正文段落:
去年翻箱倒柜找资料,无意中发现了一篇高中时期写的东西,还是打印件,看这个节奏,像是一部中篇小说的开头。舍不得扔,就胡乱塞到一本书里。这两天竟然又翻到了它,这是暗示我要续写吗?手里本来还有个文评正写着,只好暂停下来。
这个开篇我们暂且叫《无名》吧,大概率是写爱情的。
雪大概是黄昏时分下起来的吧。当妻惊喜地叫我推开窗,外面已成了一片白夜,这在南方是少见的。儿子在园子里尖叫、飞奔,采集坠在枝头的新雪。

原始数据:
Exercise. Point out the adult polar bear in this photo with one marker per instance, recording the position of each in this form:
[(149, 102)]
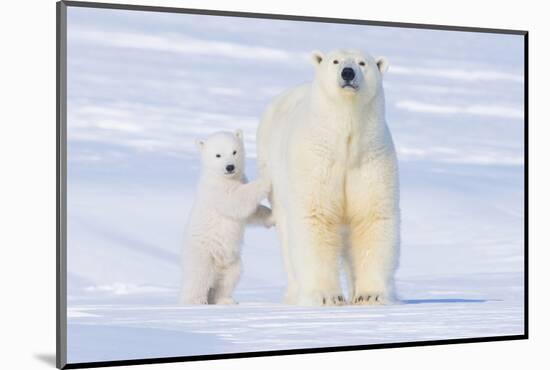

练习任务:
- A) 把这篇关于旧稿的短文里从“去年翻箱倒柜找资料,无意中发”开始、到“在园子里尖叫、飞奔,采集坠在枝头的新雪。”为止的文字一字不差地抄下来,首尾两处都要包括。
- B) 在这篇关于旧稿的短文里,作者为什么把那份打印件塞进一本书里?用一到三句话回答。
- C) 从这篇关于旧稿的短文最后一句之后,接着往下写。
以上数据取自别的来源。

逐题答案:
- A)
去年翻箱倒柜找资料,无意中发现了一篇高中时期写的东西,还是打印件,看这个节奏,像是一部中篇小说的开头。舍不得扔,就胡乱塞到一本书里。这两天竟然又翻到了它,这是暗示我要续写吗?手里本来还有个文评正写着,只好暂停下来。
这个开篇我们暂且叫《无名》吧,大概率是写爱情的。
雪大概是黄昏时分下起来的吧。当妻惊喜地叫我推开窗,外面已成了一片白夜,这在南方是少见的。儿子在园子里尖叫、飞奔,采集坠在枝头的新雪。

- B) 作者舍不得把这份高中时写的打印件扔掉,所以随手把它塞进了一本书里。

- C)
雪后初霁的夜,静谧详和,妻儿已进入梦乡。我独坐案头,燃起一支烟,静静地望着一段细细的白线在寂寞的空气里上升、上升。窗外,悠扬的雪花为大地裹上了一层薄薄的秋霜。一种似曾相识的感觉油然而起,引领着我的思绪,我仿佛又看到了北国那片千里冰封、万里雪飘的世界。记起曾经和朋友们闲聊时,有人随口我一句:你一生最知己的人是谁?我沉吟着没能回答,不知为什么,当时心里竟直觉地想到她,我在心底默问自己:是她吗?那些曾经的山光水色、恩怨情长竟陡然间奔涌而来,过去的种种宛如蝴蝶般荧荧地飞过眼前。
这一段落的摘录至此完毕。